Data excerpts:
START

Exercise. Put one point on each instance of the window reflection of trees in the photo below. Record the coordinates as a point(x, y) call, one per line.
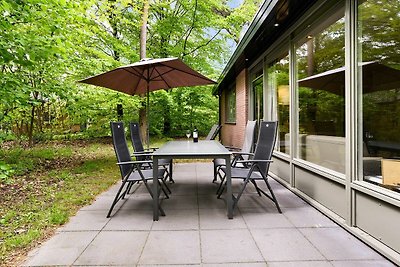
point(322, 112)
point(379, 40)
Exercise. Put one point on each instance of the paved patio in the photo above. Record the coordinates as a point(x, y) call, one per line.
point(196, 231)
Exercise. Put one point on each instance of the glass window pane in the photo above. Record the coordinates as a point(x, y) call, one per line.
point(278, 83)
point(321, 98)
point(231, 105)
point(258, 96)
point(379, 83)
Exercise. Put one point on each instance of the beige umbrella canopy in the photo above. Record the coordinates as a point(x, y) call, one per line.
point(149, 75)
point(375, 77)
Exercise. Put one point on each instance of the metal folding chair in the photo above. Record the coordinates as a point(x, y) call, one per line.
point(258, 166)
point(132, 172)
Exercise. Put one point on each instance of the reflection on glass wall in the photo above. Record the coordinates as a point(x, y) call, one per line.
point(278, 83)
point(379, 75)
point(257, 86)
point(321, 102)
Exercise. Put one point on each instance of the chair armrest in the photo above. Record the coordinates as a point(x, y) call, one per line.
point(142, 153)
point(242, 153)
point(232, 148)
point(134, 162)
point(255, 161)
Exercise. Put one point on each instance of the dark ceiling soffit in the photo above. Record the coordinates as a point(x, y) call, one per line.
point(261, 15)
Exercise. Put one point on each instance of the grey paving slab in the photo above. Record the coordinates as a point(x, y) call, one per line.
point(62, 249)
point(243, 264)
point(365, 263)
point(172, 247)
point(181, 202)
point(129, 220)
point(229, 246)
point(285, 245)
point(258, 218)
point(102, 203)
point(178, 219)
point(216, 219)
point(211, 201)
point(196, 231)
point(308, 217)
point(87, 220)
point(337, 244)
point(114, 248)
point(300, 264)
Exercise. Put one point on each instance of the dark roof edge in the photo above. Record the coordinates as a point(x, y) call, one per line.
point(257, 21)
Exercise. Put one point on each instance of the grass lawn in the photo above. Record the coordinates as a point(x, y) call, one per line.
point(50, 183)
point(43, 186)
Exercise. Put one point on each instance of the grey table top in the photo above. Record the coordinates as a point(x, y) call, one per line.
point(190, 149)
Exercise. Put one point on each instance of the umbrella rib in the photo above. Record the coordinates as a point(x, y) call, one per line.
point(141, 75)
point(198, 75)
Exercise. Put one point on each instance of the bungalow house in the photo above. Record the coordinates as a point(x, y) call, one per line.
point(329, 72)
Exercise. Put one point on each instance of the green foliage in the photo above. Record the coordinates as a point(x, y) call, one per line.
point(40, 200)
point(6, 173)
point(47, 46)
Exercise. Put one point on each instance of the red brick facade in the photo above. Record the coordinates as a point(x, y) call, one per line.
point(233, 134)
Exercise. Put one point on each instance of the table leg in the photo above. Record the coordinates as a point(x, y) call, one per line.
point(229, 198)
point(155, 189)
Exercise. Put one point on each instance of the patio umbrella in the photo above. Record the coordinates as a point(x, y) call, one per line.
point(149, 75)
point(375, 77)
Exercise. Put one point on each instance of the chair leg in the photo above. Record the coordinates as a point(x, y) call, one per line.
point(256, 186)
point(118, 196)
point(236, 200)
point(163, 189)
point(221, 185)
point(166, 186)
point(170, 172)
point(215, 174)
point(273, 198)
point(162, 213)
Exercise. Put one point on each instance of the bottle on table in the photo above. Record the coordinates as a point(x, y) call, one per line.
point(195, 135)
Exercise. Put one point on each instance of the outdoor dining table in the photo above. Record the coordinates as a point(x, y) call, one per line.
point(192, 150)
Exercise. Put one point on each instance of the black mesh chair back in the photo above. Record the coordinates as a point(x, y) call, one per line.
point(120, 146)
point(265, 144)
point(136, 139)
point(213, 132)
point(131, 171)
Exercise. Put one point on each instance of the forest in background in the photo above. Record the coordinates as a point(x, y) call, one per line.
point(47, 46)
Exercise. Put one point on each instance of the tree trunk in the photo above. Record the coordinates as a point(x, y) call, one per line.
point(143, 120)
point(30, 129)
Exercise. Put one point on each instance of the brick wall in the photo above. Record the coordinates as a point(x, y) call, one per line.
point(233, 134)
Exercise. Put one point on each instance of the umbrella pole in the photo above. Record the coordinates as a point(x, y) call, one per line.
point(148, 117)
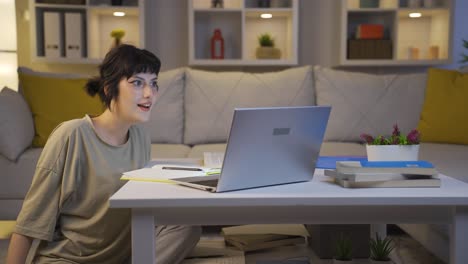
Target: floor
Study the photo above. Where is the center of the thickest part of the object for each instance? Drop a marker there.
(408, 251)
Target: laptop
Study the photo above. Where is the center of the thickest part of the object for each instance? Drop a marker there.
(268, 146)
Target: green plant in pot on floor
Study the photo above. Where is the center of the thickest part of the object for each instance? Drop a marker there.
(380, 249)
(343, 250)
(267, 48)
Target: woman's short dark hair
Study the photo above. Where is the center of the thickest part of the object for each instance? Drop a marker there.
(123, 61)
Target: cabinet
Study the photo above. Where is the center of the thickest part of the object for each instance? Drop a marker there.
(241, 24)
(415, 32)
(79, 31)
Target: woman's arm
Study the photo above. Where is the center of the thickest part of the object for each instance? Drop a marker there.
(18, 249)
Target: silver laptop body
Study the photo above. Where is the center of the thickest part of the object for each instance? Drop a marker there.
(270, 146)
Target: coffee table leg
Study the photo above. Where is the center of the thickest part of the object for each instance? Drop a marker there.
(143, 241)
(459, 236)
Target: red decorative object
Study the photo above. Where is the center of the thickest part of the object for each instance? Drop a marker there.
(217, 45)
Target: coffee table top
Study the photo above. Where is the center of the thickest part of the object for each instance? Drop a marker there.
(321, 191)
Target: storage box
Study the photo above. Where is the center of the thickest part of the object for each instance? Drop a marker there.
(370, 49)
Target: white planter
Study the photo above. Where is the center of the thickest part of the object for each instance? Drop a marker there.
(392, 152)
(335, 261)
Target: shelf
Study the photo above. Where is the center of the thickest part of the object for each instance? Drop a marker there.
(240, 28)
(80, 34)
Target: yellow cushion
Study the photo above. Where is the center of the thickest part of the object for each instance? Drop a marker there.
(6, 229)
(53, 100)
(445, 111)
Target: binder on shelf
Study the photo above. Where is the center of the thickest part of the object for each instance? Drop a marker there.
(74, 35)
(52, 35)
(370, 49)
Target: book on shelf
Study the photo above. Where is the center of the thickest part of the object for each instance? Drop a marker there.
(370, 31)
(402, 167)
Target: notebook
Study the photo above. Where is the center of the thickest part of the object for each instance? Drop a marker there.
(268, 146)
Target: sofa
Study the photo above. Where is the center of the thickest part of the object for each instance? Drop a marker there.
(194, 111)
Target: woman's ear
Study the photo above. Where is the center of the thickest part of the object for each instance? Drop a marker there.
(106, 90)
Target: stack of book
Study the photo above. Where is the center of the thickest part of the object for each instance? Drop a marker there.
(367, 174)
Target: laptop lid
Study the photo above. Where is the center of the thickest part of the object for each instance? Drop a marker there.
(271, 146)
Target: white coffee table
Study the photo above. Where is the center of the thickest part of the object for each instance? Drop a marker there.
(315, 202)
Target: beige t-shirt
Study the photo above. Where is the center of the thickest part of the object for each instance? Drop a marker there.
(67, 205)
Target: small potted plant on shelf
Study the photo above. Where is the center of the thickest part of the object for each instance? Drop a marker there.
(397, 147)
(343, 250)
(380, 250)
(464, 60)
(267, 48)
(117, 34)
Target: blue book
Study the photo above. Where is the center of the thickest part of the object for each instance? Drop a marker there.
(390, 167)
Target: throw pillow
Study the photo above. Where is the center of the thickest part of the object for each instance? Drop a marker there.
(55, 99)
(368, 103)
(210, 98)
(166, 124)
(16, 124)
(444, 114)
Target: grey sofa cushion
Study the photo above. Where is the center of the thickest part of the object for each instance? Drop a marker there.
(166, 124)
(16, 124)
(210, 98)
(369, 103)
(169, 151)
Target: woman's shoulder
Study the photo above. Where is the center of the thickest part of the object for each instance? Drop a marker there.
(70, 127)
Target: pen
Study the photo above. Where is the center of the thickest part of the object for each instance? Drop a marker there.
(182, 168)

END

Problem to solve:
Copy the portion of the data above that opens with the line containing "Exercise. Put one point on each instance of the grey paving" and closes with the line containing "point(198, 75)", keeping every line unchanged and including both end lines.

Output:
Exercise. Put one point on each instance of the grey paving slab in the photo above. Record the coordinates as a point(x, y) call, one per line.
point(62, 249)
point(243, 264)
point(365, 263)
point(172, 247)
point(181, 202)
point(129, 220)
point(229, 246)
point(285, 245)
point(258, 218)
point(102, 203)
point(178, 219)
point(216, 219)
point(211, 201)
point(196, 231)
point(308, 217)
point(87, 220)
point(337, 244)
point(114, 248)
point(300, 264)
Exercise. Put one point on each instance of the dark roof edge in the photo above. Record the coordinates as a point(x, y) call, one per line.
point(257, 21)
Exercise. Put one point on each instance of the grass lawn in the photo above. Record the coordinates as a point(x, y) call, one per line.
point(50, 183)
point(43, 186)
Exercise. Put one point on each instance of the grey table top in the photo above. Record the coordinates as a point(x, y) call, one per line.
point(190, 149)
Exercise. Put one point on each instance of the umbrella rib in the photo above. Record the coordinates as a point(x, y) call, one per line.
point(141, 75)
point(198, 75)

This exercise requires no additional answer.